**BRIEF**
Among the lines of the material below, count those with the string "this". Give the number alone.

**DATA SECTION**
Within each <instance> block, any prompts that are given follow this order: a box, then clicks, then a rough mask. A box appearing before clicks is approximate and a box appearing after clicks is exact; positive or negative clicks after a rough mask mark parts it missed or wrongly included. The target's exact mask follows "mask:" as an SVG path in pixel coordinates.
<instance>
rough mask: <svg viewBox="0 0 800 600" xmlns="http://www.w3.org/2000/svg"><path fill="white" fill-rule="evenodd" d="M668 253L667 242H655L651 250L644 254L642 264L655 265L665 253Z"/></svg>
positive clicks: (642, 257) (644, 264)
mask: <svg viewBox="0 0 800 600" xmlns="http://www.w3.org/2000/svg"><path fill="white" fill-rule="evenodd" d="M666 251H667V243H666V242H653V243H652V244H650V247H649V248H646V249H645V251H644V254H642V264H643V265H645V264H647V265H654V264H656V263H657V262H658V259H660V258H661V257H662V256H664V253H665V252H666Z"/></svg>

* * *

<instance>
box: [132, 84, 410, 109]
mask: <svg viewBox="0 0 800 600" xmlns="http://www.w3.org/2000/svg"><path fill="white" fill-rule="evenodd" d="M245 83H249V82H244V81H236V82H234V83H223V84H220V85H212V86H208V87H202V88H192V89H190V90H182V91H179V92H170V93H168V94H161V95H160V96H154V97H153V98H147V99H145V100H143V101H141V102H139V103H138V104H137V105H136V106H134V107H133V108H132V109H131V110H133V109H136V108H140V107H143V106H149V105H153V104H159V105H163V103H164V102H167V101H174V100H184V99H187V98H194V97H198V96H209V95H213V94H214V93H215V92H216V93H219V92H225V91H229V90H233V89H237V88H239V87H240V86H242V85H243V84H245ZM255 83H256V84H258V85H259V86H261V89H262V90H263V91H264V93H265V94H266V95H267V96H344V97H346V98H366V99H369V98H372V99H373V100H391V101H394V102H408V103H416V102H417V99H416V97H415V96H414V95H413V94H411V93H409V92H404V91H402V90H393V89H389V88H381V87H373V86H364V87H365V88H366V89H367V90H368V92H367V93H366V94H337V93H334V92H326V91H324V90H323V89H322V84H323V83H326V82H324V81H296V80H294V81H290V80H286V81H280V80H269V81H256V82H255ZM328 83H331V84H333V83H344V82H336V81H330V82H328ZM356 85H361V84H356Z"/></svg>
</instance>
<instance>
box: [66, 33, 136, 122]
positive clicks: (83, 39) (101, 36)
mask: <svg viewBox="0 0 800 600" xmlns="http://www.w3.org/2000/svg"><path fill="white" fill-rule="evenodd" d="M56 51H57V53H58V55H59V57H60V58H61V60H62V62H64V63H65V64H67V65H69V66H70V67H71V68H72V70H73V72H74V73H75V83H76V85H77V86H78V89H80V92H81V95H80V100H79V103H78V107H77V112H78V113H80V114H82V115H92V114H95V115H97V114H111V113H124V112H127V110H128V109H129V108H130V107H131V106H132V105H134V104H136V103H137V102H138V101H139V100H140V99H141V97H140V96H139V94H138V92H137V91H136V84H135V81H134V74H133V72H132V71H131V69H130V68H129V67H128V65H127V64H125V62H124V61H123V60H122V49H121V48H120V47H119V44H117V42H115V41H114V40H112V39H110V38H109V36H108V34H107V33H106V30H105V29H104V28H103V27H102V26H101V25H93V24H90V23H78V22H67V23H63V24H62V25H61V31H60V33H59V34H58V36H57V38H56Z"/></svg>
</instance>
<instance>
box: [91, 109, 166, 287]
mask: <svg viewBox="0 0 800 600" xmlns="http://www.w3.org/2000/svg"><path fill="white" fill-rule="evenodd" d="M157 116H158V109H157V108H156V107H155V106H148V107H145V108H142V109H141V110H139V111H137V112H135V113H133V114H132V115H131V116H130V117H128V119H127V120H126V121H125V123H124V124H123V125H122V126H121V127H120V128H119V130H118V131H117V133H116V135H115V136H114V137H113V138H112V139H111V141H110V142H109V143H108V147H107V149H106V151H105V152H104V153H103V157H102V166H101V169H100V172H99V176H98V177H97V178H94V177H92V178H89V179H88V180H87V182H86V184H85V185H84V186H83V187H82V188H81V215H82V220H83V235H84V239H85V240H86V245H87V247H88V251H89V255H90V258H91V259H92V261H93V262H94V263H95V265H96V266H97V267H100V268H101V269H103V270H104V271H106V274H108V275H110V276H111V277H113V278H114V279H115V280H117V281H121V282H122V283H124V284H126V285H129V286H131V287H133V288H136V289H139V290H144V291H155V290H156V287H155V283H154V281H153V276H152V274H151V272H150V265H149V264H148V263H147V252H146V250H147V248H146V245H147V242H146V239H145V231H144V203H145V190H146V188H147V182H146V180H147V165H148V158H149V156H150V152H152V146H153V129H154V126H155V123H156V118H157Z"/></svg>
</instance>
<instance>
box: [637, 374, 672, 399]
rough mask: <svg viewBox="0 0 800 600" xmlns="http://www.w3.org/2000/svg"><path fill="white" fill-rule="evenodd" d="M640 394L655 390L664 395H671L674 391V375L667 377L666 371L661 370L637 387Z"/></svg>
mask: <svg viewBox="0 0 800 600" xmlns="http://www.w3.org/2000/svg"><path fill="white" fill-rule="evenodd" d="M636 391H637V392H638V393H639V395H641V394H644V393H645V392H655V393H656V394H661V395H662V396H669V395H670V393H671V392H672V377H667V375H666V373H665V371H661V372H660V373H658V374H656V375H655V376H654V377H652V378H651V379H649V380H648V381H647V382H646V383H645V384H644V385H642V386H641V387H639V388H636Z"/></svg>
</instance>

* * *

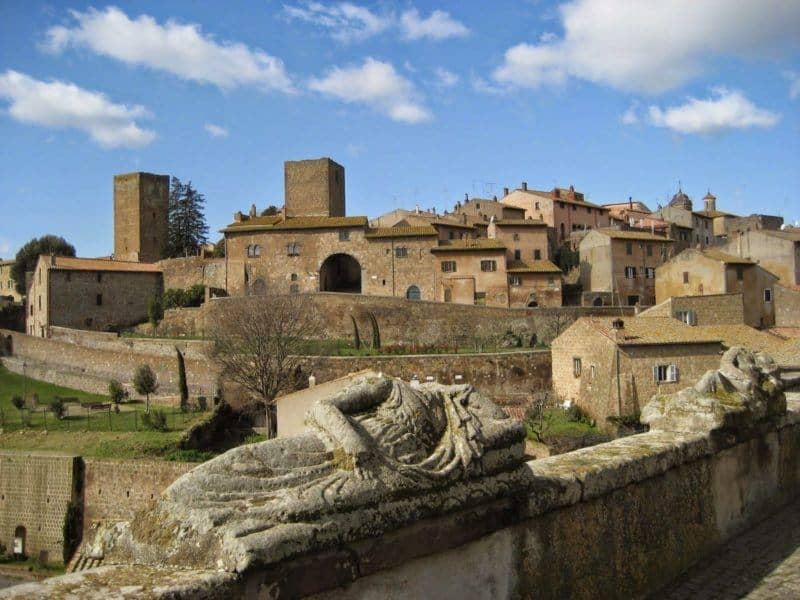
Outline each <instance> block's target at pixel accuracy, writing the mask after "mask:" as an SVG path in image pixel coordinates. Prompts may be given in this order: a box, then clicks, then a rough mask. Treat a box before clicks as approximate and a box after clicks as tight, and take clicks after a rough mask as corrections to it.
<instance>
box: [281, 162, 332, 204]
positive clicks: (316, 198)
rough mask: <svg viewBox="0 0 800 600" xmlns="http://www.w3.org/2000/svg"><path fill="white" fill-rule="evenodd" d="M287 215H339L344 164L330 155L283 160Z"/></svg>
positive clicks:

**EXERCISE RESULT**
2